> [TEXTE DU DOCUMENT]
┄┄┄┄┄┄┄┄┄┄

Le couple de Sanjo et Otsu sont complètement opposés.

7) Enami
est symboliquement un passeur, c'est-à-dire celui qui fait passer le fleuve, celui qui unit les deux rives, le Japon et l'Inde.
Enami est Japonais, mais il a vécu aux Indes pendant 4 ans pour étudier la philosophie indienne. Enami se situe donc entre les deux cultures, celle du matérialisme et celle du sacré, ce qui n'est pas facile à accepter pour lui. Enami, en tant que chef de groupe, accompagne tous les touristes en Inde.
Chaque fois qu'il guide les touristes japonais, il essaie de leur expliquer les Indes profondes. Et bien souvent, malgré toute sa sensibilité et sa culture, il ne peut pas communiquer. Les Japonais ne peuvent que flotter à la surface des choses, ils n'ont plus suffisamment de profondeur.

Enami est un Japonais cultivé, frustré par une modernité japonaise qui a perdu tous ses repères sacrés.

B) Analyse

Un critique a écrit que ce roman raconte l'histoire d'une recherche de l'âme perdue. Je crois que c'est juste. Tous les personnages se retrouvent aux Indes, chacun avec sa vie et ses espoirs, et ils y ont retrouvé quelque chose d'important à la fin de leur séjour devant le fleuve du Gange : leur âme.

┄┄┄┄┄┄┄┄┄┄

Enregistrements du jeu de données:

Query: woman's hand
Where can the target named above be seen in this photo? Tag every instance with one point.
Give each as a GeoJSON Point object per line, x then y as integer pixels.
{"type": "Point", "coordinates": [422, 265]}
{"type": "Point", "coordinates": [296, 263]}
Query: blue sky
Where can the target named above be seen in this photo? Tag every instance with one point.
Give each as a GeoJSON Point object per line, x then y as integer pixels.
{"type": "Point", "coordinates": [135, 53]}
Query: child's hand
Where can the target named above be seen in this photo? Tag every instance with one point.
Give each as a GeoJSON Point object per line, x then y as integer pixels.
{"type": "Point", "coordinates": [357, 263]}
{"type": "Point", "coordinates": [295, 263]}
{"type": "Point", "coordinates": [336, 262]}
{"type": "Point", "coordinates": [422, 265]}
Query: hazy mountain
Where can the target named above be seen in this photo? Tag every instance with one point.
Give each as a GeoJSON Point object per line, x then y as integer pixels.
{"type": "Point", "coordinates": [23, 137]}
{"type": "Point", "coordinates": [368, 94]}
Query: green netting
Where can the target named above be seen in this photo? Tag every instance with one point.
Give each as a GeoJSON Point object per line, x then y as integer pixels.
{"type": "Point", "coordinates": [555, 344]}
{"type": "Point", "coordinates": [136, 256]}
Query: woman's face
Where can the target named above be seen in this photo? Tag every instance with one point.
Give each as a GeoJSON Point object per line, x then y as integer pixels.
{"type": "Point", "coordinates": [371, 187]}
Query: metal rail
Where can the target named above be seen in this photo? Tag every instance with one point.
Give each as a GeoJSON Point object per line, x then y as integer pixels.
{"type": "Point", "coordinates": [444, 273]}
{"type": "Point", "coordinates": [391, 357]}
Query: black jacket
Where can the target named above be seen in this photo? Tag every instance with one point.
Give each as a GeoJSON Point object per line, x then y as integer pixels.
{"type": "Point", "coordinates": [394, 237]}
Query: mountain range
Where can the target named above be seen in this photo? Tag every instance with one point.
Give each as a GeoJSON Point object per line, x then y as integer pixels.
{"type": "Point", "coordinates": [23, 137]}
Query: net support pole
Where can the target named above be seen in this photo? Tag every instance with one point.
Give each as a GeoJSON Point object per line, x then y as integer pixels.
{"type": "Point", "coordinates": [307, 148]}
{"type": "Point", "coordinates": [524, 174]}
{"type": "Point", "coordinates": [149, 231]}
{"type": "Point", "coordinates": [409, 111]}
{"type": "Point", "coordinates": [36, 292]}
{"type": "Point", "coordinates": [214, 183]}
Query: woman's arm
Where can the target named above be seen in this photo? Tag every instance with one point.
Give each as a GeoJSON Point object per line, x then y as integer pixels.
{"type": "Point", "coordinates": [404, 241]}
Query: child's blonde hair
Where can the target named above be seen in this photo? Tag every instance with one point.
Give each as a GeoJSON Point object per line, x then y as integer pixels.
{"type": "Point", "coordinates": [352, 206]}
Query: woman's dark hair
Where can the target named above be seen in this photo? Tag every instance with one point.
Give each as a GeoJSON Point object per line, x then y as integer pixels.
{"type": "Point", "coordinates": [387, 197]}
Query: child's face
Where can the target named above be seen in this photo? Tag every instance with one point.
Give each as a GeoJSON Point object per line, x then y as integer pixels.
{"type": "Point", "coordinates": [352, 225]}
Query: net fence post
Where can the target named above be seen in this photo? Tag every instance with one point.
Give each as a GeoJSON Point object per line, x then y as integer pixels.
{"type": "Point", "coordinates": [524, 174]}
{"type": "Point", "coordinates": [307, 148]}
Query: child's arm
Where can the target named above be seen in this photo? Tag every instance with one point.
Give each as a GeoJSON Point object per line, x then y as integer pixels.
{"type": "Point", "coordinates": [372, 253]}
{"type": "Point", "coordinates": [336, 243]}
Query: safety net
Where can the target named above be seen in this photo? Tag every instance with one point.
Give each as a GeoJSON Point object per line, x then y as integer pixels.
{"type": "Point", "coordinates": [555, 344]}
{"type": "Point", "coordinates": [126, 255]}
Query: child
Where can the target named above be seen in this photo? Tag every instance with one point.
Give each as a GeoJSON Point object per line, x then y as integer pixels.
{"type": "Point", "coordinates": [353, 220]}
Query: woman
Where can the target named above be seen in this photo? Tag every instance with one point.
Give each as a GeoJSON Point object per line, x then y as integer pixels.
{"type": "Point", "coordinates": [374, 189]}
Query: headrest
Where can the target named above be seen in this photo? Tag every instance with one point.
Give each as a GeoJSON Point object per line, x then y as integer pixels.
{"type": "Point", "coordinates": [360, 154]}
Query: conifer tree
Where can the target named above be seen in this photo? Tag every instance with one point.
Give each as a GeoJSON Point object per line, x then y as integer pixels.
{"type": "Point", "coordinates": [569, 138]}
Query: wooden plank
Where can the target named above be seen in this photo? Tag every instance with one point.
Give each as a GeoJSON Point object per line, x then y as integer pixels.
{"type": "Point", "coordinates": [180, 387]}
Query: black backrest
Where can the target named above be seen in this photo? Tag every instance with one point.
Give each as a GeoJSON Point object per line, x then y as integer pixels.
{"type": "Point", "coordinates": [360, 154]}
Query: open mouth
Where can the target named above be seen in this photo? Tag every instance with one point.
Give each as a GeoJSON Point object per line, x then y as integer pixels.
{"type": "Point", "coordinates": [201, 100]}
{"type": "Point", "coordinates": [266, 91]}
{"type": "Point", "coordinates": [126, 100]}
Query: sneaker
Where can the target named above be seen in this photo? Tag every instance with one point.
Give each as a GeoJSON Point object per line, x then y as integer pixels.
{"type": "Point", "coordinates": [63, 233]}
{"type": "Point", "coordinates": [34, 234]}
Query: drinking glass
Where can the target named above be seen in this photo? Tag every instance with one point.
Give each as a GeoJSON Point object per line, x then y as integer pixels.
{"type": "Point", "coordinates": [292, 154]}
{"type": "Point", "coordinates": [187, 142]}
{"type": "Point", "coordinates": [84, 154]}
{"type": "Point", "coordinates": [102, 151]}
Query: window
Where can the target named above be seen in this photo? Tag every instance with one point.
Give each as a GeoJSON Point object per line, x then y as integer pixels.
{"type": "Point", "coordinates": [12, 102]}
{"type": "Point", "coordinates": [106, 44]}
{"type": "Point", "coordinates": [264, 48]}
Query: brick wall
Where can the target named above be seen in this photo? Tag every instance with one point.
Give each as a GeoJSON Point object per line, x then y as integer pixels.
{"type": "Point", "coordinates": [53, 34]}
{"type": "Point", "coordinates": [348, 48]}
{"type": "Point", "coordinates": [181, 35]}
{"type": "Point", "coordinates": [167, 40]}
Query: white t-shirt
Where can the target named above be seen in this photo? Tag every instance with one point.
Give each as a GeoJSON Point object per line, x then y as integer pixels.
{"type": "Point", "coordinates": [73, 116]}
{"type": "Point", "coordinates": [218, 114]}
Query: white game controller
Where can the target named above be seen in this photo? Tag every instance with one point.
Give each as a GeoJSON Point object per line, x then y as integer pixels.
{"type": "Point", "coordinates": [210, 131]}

┄┄┄┄┄┄┄┄┄┄

> [TRAVAIL DEMANDÉ]
a – D'après le texte du document, pendant combien de temps Enami a-t-il vécu aux Indes ?
b – Recopiez le passage du texte du document commençant par « Enami est un » et se terminant par « Gange : leur âme. », en substituant « chroniqueur » à « critique ».
Les lignes ne sont pas nécessaires pour ce travail.

> [CORRIGÉ DES EXERCICES]
a – Pendant 4 ans.

b –
Enami est un Japonais cultivé, frustré par une modernité japonaise qui a perdu tous ses repères sacrés.

B) Analyse

Un chroniqueur a écrit que ce roman raconte l'histoire d'une recherche de l'âme perdue. Je crois que c'est juste. Tous les personnages se retrouvent aux Indes, chacun avec sa vie et ses espoirs, et ils y ont retrouvé quelque chose d'important à la fin de leur séjour devant le fleuve du Gange : leur âme.